**Direction:** Can you lay out everything in the records below, from the line containing "TARGET = bicycle rear wheel" down through the last line, as a JSON list of strings with one string per line and blank lines left out?

**Material shown:**
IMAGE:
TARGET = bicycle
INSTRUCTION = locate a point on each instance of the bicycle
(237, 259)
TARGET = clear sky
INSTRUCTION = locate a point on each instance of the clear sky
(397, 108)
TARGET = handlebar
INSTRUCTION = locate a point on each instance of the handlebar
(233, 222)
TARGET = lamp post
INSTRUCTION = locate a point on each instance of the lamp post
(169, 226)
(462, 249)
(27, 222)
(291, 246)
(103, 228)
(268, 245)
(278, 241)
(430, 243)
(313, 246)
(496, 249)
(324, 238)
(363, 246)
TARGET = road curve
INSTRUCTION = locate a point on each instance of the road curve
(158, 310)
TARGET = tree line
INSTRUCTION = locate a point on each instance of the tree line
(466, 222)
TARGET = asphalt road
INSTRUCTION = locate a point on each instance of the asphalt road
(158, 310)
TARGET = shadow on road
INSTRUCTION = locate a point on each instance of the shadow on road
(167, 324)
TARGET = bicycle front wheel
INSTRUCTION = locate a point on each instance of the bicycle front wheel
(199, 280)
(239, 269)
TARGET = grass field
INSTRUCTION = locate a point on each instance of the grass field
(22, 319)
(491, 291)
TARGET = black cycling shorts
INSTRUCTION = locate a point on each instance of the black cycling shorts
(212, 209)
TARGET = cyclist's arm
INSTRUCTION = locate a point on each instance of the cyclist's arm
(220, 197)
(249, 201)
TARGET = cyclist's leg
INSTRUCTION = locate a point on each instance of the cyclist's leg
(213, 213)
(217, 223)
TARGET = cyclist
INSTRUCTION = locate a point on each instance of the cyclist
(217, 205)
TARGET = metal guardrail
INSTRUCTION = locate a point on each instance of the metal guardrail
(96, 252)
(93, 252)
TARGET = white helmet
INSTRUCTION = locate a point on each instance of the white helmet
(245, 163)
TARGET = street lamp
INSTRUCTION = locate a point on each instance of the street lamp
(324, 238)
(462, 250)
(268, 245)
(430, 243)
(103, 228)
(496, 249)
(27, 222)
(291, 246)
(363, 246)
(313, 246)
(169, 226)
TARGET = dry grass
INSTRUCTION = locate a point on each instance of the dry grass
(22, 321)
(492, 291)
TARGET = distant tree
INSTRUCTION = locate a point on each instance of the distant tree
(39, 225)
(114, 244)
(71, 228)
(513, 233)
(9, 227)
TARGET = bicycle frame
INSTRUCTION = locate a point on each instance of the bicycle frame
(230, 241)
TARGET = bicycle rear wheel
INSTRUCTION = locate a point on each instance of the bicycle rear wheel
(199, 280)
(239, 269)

**Reply to the task:**
[
  "TARGET = bicycle rear wheel",
  "INSTRUCTION = locate a point on each instance of the bicycle rear wheel",
  "(199, 280)",
  "(239, 269)"
]